Required tasks »
(1) Decide whether each statement agrees with the blog post, answering yes or no and quoting the deciding words of the blog post: (a) The family friend's prayer book opened to Viv's prayer card. (b) Rod agreed that he saw the woman's face on the ultrasound. (c) The writer's brother called from UD on Sunday night after going to Mass.
(2) Repeat word for word the part of the blog post from "Knowing this, I" up to and including "the game :)".

Exercise text »
== == ==

Earlier I received a phone call from a close family friend.  She called to share with me as she was praying this morning, her prayer book opened right to Viv's prayer card.  As she was looking at the picture of the ultrasound, she saw Mary looking upon Viv, with her hand on Viv's feet. She said it was almost like Mary was talking to Viv, or was going to kiss her.  I couldn't believe it--it proved as confirmation for me, for an experience I had while watching the ultrasound we had at Children's.  I saw a woman's face in with Viv.  I kept asking Rod if her saw her, and he looked at me like I was crazy.  But I saw her, with Viv and it seemed as though Viv knew she was there.  She would move when she came on the screen.  That same day, I was sitting in a friend's drive-way and looked into the clouds and saw the same face, and I knew I wasn't feeling these feelings, or walking this road alone.  Mary has been there, done that, in a definite more drastic degree than I am, but she is comforting me. She is walking hand in hand with me as I walk my Calvary anticipating my child's suffering.

Knowing this, I have great joy as we anticipate the Resurrection.  We all know the end of the story.  We know it is a happy ending, a joyful ending, a life-saving ending.  How exciting to see what God all has in store for each us on this journey!

Thursday, April 5, 2012

It's the Grinch Effect

Good morning!  And for those of you who are Reds Enthusiasts, Congrats and Good Luck today with the game :)

I can't believe it is Holy Week; more specifically that today begins the Triduum, the Holiest Days within the Church.  My brother called me from UD Sunday night after going to Mass and says, "Well today is Palm Sunday.  And you know, I was thinking in Mass....Jesus was a Miracle at Easter--Viv could be a Miracle too!"  How sweet!  The Hope Vivi is demanding people to have is remarkable.

== == ==

Extracted records:
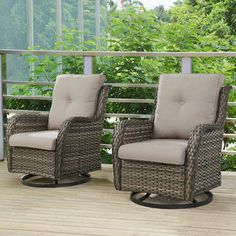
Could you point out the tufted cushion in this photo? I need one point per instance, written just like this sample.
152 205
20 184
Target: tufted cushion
168 151
45 140
184 101
74 95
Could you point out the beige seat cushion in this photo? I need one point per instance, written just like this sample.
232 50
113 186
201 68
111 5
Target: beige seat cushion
74 95
184 101
167 151
45 140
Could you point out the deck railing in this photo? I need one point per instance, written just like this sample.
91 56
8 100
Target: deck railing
88 69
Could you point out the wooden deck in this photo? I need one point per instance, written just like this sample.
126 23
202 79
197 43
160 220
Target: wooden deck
96 208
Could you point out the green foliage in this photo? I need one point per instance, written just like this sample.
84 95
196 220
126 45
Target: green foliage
188 26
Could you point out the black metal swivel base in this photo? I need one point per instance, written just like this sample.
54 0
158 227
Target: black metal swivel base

== == ==

Results by task »
(1)
(a) Yes: "her prayer book opened right to Viv's prayer card"
(b) No: "he looked at me like I was crazy"
(c) Yes: "My brother called me from UD Sunday night after going to Mass"

(2)
Knowing this, I have great joy as we anticipate the Resurrection.  We all know the end of the story.  We know it is a happy ending, a joyful ending, a life-saving ending.  How exciting to see what God all has in store for each us on this journey!

Thursday, April 5, 2012

It's the Grinch Effect

Good morning!  And for those of you who are Reds Enthusiasts, Congrats and Good Luck today with the game :)